**ABOUT THIS EXERCISE**: All lines from the one with "Check that each instance of the black" to the end of the entries below must be written out exactly. Leave out any other line.

# # # #

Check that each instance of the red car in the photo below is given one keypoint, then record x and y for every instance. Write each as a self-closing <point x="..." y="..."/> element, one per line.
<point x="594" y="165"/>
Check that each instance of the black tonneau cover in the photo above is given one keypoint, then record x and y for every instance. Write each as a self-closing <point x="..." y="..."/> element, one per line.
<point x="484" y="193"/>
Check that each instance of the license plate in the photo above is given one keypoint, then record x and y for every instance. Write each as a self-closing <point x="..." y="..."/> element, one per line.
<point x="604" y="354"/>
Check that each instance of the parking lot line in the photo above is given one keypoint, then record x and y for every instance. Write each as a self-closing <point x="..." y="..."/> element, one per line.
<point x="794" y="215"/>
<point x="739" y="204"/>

# # # #

**RESPONSE AREA**:
Check that each instance of the black tonneau cover in the photo above is given one keypoint, then record x and y for every instance. Write each as a self-closing <point x="..." y="..."/> element, one per line.
<point x="484" y="193"/>
Check that each instance of the license plate in the photo above is given one keypoint, then record x and y for every instance. Write each as a self-closing <point x="..." y="..."/> element, one per line.
<point x="604" y="354"/>
Check that each instance of the parking lot line in the photo above is given one keypoint, then record x and y for every instance. Write each as a self-closing <point x="..." y="..."/> element, one per line.
<point x="794" y="215"/>
<point x="739" y="204"/>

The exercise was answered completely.